Reading text
===

Fostering knowledge exchange

In recent years, fostering knowledge exchange (KE) between academics and external stakeholders has become increasingly important within the policy agenda. Universities have recognised the significance of KE as a “third mission” alongside research and teaching, leading to the institutionalisation of KE as a major branch of their activity.

While this development acknowledges the diversity of KE in terms of activities and actors, there remains a bias towards commercialisation of research and a dominant focus on science, technology, engineering and mathematics (STEM) fields. Such a narrow perspective obscures KE diverse impacts and value that KE holds for society.

As a guest editorial team with shared interests in the role of higher education in KE processes, we came together and called for papers addressing these concerns. 

The result of these collective efforts is a special issue in Studies in Higher Education aiming to overcome the prevailing narrow notion of KE and addressing broader questions related to engagement and incentives towards KE.

===

Things to do
1. Write out the passage on knowledge exchange word for word, from "In recent years, fostering" to "addressing these concerns.".
2. Decide whether each statement agrees with the passage on knowledge exchange, answering yes or no and quoting the words of the passage that settle it. (a) Universities see KE as a "third mission" alongside research and teaching. (b) KE has moved away from its focus on STEM fields. (c) The special issue appears in Studies in Higher Education.
3. According to the passage on knowledge exchange, what has KE been institutionalized as within universities?
The lines after this point have no part in the work on the passage.

Dataset rows showing where objects appear
===

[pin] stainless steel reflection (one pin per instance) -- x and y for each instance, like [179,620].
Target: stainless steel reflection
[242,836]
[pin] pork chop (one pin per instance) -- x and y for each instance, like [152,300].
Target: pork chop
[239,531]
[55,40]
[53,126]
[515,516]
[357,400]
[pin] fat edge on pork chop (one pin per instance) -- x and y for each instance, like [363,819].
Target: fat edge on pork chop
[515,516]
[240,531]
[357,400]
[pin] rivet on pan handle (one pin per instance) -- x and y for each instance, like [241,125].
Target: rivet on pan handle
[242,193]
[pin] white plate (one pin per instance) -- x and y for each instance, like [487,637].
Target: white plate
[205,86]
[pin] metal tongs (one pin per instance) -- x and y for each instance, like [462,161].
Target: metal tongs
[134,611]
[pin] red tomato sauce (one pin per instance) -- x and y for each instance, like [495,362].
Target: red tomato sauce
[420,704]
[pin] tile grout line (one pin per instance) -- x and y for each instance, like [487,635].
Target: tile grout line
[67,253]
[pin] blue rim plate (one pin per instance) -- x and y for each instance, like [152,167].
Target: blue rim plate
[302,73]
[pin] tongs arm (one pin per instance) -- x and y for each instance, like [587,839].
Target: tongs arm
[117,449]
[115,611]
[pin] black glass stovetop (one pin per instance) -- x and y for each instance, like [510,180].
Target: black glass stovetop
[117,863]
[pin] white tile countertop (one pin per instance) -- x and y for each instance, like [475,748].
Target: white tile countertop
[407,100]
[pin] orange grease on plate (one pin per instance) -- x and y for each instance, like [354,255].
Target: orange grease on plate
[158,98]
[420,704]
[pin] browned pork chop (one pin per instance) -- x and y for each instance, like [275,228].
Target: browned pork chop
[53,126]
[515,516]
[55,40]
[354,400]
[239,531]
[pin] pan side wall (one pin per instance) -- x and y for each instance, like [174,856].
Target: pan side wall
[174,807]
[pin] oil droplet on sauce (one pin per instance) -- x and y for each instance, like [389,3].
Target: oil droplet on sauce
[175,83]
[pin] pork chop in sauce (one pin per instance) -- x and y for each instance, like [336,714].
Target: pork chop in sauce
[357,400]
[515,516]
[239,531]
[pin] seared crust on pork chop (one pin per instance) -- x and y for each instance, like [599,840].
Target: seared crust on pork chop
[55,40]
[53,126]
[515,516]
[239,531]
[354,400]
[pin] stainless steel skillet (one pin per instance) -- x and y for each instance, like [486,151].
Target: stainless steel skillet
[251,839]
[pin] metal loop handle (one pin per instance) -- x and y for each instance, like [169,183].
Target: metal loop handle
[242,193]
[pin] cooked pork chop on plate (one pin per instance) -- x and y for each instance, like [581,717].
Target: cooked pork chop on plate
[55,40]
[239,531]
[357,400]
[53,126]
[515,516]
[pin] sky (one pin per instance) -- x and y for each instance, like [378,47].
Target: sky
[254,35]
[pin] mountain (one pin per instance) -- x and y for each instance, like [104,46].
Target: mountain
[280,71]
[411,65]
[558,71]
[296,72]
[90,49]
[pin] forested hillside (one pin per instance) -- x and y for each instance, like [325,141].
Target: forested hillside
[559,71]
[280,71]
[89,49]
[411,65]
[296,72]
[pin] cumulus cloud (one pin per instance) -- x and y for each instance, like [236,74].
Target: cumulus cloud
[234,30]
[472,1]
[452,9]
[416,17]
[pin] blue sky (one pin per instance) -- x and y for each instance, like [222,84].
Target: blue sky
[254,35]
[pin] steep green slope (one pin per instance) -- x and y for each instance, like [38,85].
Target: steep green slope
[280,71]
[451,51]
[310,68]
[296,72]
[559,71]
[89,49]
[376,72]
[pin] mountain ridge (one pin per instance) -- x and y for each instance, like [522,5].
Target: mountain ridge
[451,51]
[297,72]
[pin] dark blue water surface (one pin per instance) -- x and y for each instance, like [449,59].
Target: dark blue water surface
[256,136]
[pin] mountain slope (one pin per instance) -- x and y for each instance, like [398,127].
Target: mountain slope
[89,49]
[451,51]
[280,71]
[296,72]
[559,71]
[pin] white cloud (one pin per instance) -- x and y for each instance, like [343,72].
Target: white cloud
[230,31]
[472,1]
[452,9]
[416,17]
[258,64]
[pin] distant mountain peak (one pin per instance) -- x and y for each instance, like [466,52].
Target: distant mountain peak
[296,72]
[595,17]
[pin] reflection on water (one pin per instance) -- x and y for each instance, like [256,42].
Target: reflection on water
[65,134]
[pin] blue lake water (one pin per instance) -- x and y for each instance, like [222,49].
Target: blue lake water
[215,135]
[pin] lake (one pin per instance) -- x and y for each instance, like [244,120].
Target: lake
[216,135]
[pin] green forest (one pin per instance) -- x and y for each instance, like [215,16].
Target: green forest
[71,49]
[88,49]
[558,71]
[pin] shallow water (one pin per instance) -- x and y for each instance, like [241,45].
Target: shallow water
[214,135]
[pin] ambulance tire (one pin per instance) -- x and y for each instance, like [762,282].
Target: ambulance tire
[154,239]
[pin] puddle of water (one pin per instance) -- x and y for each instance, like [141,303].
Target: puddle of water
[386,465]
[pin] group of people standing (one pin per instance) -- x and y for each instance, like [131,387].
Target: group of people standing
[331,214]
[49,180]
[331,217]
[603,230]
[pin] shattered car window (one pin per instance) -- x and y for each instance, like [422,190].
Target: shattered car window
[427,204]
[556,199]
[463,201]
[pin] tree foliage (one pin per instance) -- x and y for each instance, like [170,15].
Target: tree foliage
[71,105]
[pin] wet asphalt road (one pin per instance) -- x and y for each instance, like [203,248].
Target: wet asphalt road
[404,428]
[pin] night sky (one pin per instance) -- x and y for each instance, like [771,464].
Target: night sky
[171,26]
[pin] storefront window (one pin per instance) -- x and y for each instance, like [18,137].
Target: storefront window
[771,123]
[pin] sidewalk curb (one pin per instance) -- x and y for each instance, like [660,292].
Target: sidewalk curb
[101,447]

===

Responses for each task
1.
In recent years, fostering knowledge exchange (KE) between academics and external stakeholders has become increasingly important within the policy agenda. Universities have recognised the significance of KE as a “third mission” alongside research and teaching, leading to the institutionalisation of KE as a major branch of their activity.

While this development acknowledges the diversity of KE in terms of activities and actors, there remains a bias towards commercialisation of research and a dominant focus on science, technology, engineering and mathematics (STEM) fields. Such a narrow perspective obscures KE diverse impacts and value that KE holds for society.

As a guest editorial team with shared interests in the role of higher education in KE processes, we came together and called for papers addressing these concerns.

2.
(a) Yes: "Universities have recognised the significance of KE as a “third mission” alongside research and teaching"
(b) No: "there remains a bias towards commercialisation of research and a dominant focus on science, technology, engineering and mathematics (STEM) fields"
(c) Yes: "a special issue in Studies in Higher Education"

3. A major branch of their activity.